'''

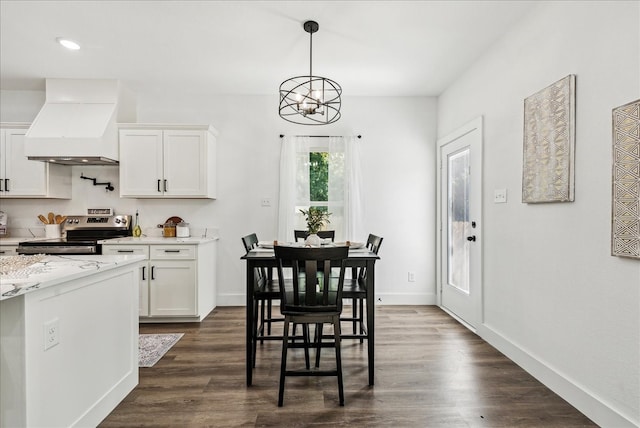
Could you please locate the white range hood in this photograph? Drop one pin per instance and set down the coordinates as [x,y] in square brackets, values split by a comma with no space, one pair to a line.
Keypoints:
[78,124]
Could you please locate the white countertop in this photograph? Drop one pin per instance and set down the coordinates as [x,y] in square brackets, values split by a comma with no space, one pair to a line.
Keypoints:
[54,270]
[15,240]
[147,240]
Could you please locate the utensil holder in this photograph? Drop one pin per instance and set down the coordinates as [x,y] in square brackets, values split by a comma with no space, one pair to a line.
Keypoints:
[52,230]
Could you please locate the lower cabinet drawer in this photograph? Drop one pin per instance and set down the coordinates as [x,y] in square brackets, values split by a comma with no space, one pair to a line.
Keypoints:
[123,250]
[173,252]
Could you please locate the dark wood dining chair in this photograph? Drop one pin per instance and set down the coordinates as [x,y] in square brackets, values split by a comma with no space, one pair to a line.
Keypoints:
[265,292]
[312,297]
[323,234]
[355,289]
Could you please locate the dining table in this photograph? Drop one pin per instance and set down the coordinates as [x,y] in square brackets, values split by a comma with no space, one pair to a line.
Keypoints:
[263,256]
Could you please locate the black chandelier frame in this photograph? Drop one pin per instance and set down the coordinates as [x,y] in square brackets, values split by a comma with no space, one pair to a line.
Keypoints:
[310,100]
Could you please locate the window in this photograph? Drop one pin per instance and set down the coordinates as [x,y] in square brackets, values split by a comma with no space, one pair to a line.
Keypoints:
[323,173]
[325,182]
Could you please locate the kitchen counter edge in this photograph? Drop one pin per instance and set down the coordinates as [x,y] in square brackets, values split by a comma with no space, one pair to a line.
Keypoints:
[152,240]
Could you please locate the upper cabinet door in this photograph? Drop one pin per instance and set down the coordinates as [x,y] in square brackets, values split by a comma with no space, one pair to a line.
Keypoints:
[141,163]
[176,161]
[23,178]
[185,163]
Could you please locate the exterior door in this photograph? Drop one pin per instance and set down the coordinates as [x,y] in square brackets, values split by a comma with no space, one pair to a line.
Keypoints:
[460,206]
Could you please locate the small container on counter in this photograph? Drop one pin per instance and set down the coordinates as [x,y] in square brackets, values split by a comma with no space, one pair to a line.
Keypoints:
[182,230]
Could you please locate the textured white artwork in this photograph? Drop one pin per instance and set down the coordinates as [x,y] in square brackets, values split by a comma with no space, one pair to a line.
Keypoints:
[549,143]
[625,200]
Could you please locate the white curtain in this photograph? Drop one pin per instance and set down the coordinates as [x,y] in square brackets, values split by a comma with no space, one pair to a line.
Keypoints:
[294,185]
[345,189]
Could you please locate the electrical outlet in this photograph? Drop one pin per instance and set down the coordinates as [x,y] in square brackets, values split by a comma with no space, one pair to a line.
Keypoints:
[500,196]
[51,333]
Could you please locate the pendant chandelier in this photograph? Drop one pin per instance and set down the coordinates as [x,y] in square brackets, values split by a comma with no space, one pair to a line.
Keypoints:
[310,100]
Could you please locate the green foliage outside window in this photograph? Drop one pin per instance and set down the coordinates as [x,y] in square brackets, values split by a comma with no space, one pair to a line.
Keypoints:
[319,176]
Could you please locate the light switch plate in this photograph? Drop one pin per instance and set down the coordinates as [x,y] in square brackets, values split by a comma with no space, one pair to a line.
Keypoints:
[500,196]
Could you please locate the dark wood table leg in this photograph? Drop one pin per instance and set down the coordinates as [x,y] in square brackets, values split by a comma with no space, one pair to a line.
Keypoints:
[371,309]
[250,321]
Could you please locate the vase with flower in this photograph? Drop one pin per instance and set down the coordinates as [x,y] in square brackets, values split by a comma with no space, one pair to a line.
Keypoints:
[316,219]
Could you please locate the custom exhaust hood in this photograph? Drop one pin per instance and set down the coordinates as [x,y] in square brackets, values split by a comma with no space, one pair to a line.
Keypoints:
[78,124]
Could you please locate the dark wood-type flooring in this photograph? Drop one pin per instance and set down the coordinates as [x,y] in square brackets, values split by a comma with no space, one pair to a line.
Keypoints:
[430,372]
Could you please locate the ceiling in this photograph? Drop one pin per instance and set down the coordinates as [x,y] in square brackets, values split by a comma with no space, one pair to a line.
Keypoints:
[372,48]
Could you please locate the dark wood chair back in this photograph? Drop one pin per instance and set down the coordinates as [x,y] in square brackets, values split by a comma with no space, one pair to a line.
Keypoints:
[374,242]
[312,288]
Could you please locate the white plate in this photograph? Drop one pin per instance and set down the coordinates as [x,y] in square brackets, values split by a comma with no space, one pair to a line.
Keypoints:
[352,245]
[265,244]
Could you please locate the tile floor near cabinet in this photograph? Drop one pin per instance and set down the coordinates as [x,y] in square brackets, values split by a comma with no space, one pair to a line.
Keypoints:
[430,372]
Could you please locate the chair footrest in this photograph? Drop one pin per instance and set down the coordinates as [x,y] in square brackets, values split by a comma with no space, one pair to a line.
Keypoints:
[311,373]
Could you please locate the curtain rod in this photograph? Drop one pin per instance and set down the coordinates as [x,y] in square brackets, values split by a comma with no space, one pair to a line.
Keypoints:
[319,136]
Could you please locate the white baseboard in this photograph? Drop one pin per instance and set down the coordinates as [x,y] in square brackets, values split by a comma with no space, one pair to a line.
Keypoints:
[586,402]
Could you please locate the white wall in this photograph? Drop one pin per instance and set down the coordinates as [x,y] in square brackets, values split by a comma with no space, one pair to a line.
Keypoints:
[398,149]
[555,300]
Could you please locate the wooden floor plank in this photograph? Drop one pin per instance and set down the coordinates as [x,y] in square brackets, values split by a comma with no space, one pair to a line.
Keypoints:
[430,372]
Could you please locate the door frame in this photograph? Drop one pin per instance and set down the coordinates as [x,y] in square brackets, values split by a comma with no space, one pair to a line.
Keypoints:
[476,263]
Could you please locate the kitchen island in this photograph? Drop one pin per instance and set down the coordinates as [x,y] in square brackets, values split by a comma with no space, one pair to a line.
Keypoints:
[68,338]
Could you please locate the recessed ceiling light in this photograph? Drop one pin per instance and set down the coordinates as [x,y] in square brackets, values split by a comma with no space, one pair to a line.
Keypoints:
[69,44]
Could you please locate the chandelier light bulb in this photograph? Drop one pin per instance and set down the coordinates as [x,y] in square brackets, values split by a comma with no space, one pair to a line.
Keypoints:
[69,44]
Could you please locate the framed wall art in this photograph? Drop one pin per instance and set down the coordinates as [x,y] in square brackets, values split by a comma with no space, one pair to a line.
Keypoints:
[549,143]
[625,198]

'''

* [Task statement]
Reproduce all the items above with every "photograph" replaced by "image" and nothing else altered. Leave the pictures out of your answer.

* [Answer to the task]
Could you please locate the white range hood in this image? Drop one pin per instance and set down the coordinates as [x,y] in square brackets, values split by a comma with no space, one pair to a line.
Keypoints:
[78,124]
Could you please locate the white countertop in this image? Drop one pin per instance and set down the coordinates as [x,y] in square brackets, values split by a comma with no space, one pair to a line.
Keypoints:
[54,270]
[15,240]
[147,240]
Could you please locate the utensil holder in this image? Drop one pin per instance and set down the coordinates as [x,y] in square brackets, values split by a comma with no space, one pair to a line.
Keypoints:
[52,230]
Could you please locate the lower cabinet drawer in this image? Drop one pin per instance and set down the coordinates as [x,y] in square brackets, values split by a comma with no space, one pair to a line.
Keypoints:
[123,250]
[173,252]
Could you please locate the dark wood dining chair in this image? Drop one pin per instance and set down the coordinates as [x,y] in square brackets, values split by a comma with no space, one pair to a line.
Keypoints:
[265,292]
[312,297]
[323,234]
[355,289]
Could you please locate the dining table in this image? Drop one pin per instance and set down the coordinates as [x,y] in square brackets, values split by a comma with no space, one pair to a line.
Keypoints:
[263,256]
Could you please locate the black chandelier frame in this image? Drop one pin per instance and set down the coordinates as [x,y] in square brackets, values split by a comma with no space, one pair to a line.
Keypoints:
[310,100]
Could you please locate the window in this image? Drop one pin per instance and set down the coordinates as [x,y] in square brackets, values split by a comma with no space, one pair to a line.
Keypoints:
[323,173]
[325,182]
Could you please locate the kitchen counter edge in this image? Drop one pin per instance and set down the coordinates as [x,y] in square brackets, values split by a comma with no space, one pair to a line.
Keypoints:
[152,240]
Could you please locate the upper cabinet door in this image? Drop one pin per instance and set down the coordinates as [x,y] in square brackets, values split by a comma with no space, one pair to a line.
Keypoints:
[141,163]
[176,161]
[23,178]
[185,163]
Could you please locate the exterior door in this image? Drop one pin per instance and set down the coordinates as [x,y] in square brackets, values split by a comma with no space, one pair to a line.
Keypoints:
[460,206]
Could you please locate the small container on counter in this image? Drop one pin per instance and set down the coordinates as [x,y] in square brackets, values split by a comma with no space, one pair to a line.
Keypoints:
[182,230]
Could you please locate the textured white artwork in this image? Drop one pin per instance and set down the coordinates as [x,y] in square brackets, values split by a comma with no space, one pair to a line.
Keypoints:
[549,143]
[625,200]
Could you please locate the white curtain in this image? Drop one pin per instance and set down the coordinates as [x,y] in square brackets, values split by a comma with no space, one pair to a line.
Keypoints:
[294,185]
[345,189]
Could you please locate the electrical outlet in this image? Drop one pin per instance and set down the coordinates as [x,y] in square brackets, values split by a comma with no space, one pair to a line.
Keypoints:
[500,196]
[51,333]
Could you please locate the pendant chandelier in this image? Drop one pin per instance and set down the coordinates as [x,y] in square brackets, values split by a comma with no space, one pair to a line.
Keypoints:
[310,100]
Could you please locate the green foliage outside window in this image? Drop one pin per instance and set down the coordinates as [x,y] in square brackets, values split by a comma with no space, one pair to a line.
Keypoints:
[319,176]
Could you please locate the light switch plate in this image? Drop one pin per instance and set down the coordinates as [x,y] in square brackets, values split by a comma with no space, one pair to a line.
Keypoints:
[500,196]
Could you please locate the dark wood table leg in this image? Drop one pin per instance and set down the coordinates as [x,y] in square brackets, values split by a comma with no space, one pair to a line.
Keypoints:
[371,309]
[250,321]
Could you please locate the vase with flower in this image? Drop one pin per instance and set down the coordinates as [x,y] in square brackets, values split by a comma with no space, one pair to a line.
Keypoints:
[316,219]
Could you please locate the custom exhaust hood in this image? Drop one pin per instance and set down the coordinates as [x,y] in square brackets, values split by a comma with no space, one pair to a line.
Keypoints:
[78,124]
Could you please locate the dark wood-type flooring in this image? Drop one pin per instance and set down the coordinates as [x,y] in square brackets, values split by a comma with no space, one pair to a line.
Keypoints:
[430,372]
Could you please locate the ceiling in this image? Drop one pin per instance and set down the coordinates as [x,y] in square brackets, values split by a comma with no space, one pair to a line.
Keypoints:
[372,48]
Could you please locate the dark wood chair back in this image? Drop one pin per instance and set down the coordinates as [x,y] in square brackets, values split by a comma with no space, one pair to a line.
Keypoints:
[374,242]
[312,288]
Could you please locate the white plate in this image? Drop one pin per instance and set down the coordinates as [x,y] in square brackets, values split by a comma with no space, one pair to a line.
Keypoints:
[352,245]
[265,244]
Could you please locate the tile floor near cabinet in this image? Drop one pin per instance and set down the coordinates as [x,y] in square brackets, values split by a comma with no space, one pair to a line.
Keypoints:
[430,372]
Could you please locate the chair footrest in this image? Drop one pin per instance and set down the coordinates as [x,y] in square brackets, values split by a comma with no space, one pair to a line.
Keypoints:
[311,373]
Could you please locate the curtain rod in this image? Drop one pin per instance and set down the coordinates as [x,y] in square brackets, values split by a comma with no space, one pair to a line.
Keypoints:
[319,136]
Could you please locate the white baseboard in this image? Drop one pin per instance and set down the coordinates as [x,y] in square brackets, values split by a comma with no space, one pair to a line.
Keypoints:
[586,402]
Could you please locate the white wall in this image? Drop one pin per instance and set down the coordinates as [x,y] in square brackets, values split by a comma with no space, one pair to a line.
Keypoints:
[398,149]
[555,300]
Could you please locate the wooden floor plank in this image? Drop one pin per instance and set down the coordinates as [x,y] in square brackets, values split by a comma with no space, one pair to a line.
Keypoints:
[430,372]
Could you please locate the door frame in this image? Drop one pin per instance and set down the coordinates as [x,y] in square brackets, values split by a comma with no space, one pair to a line.
Keypoints:
[476,263]
Could you please locate the kitchen island in this image? Drop one pin per instance and set down the coordinates as [x,y] in square brackets, values split by a comma with no space, one pair to a line.
Keypoints:
[68,338]
Could you please locate the recessed ceiling light in this image? Drop one pin per instance and set down the coordinates as [x,y] in square brackets, values split by a comma with no space, one pair to a line.
Keypoints:
[69,44]
Could you please locate the chandelier light bulb in this image? Drop one pin per instance and set down the coordinates as [x,y] in square brackets, values split by a comma with no space, one pair to a line.
Keypoints:
[69,44]
Could you please locate the framed wall art in this image? Drop one pin per instance and set down the coordinates as [x,y] in square brackets, values split by a comma with no space, one pair to a line.
Keypoints:
[549,143]
[625,198]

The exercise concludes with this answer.